THE REQUEST
Nothing should be left out: output all of the entries exactly.

ENTRIES SUPPLIED
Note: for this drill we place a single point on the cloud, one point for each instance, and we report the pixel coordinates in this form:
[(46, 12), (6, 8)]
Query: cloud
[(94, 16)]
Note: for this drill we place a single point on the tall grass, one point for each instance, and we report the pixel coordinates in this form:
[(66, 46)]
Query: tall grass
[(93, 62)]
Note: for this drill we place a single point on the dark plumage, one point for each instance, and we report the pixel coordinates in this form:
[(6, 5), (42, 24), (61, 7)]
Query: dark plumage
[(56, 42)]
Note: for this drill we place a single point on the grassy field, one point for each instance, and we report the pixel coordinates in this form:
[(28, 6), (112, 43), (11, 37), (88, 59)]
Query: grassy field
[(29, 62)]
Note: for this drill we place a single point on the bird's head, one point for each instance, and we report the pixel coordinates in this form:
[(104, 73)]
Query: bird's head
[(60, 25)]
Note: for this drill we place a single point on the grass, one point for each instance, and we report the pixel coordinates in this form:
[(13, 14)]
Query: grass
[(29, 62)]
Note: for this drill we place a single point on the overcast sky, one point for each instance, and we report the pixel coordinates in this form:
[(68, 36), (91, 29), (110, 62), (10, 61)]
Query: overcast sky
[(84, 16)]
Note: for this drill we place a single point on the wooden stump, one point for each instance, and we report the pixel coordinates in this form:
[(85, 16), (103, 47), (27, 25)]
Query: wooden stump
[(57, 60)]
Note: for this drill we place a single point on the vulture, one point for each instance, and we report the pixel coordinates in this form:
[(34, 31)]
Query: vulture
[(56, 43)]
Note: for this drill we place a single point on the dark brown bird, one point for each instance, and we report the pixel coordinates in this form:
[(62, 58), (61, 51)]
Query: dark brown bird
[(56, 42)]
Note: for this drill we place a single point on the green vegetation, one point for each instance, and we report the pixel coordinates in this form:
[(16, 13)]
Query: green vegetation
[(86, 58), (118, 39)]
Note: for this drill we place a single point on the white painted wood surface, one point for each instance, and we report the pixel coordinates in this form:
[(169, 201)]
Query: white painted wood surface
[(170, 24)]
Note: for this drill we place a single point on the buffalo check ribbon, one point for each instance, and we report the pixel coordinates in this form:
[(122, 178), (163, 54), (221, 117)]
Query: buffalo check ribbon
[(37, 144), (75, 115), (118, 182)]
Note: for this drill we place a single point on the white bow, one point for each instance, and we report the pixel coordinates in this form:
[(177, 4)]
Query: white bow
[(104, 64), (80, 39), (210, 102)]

THE SOLUTION
Note: for this drill we place a single point on the cloud, one point for each instance, and we report the pixel coordinates in this form:
[(46, 12), (6, 8)]
Query: cloud
[(94, 16)]
Note: for this drill we place a single point on the tall grass, one point for each instance, and we report the pixel coordinates in this form:
[(66, 46)]
Query: tall grass
[(93, 62)]
Note: for this drill we place a single point on the dark plumage, one point for each instance, and we report the pixel coordinates in this form:
[(6, 5), (42, 24), (61, 7)]
Query: dark plumage
[(56, 42)]
Note: for this drill we place a single point on the grassy field, one point for each instance, and we report the pixel coordinates in this form:
[(28, 6), (112, 43), (11, 37), (88, 59)]
Query: grassy field
[(29, 62)]
Note: for this drill we place a single point on the bird's head, one point for each instance, and we report the pixel coordinates in this form:
[(104, 73)]
Query: bird's head
[(60, 25)]
Note: for this drill we place a single point on the grass, one point for each instance, and we report the pixel coordinates in this form:
[(13, 14)]
Query: grass
[(29, 62)]
Note: for this drill we place a single point on the overcast sky, one point for each instance, and we report the pixel coordinates in this form:
[(68, 36), (91, 29), (110, 62), (10, 61)]
Query: overcast sky
[(84, 16)]
Note: for this drill we place a single point on the wooden stump, one point for each instance, and we report the pixel coordinates in this form:
[(85, 16), (103, 47), (27, 25)]
Query: wooden stump
[(57, 60)]
Note: for this drill we place a single point on the vulture, one point for each instance, and we report the pixel coordinates in this form:
[(34, 31)]
Query: vulture
[(56, 43)]
Note: for this drill we place a single point on the dark brown bird, one point for each instance, and we report the pixel coordinates in this form:
[(62, 58), (61, 51)]
Query: dark brown bird
[(56, 42)]
Note: for this drill we place a single point on the green vegetation, one point for each instance, and we report the pixel coordinates in this form:
[(16, 13)]
Query: green vegetation
[(86, 58), (118, 39)]
Note: for this drill we place a single point on the white painted wood surface, one point for each instance, and we report the pixel coordinates in this form:
[(169, 201)]
Query: white painted wood surface
[(170, 24)]
Note: for this drill we place a single point on the buffalo check ribbon, one point for each instance, and we report the pixel coordinates in this form:
[(122, 178), (163, 54), (221, 117)]
Query: buffalo check ribbon
[(37, 144), (75, 115), (118, 182)]
Note: for this drill we place a single point on the white bow, one point for each instance, and we report the pixel coordinates in this form:
[(177, 4)]
Query: white bow
[(104, 64), (80, 39), (210, 102)]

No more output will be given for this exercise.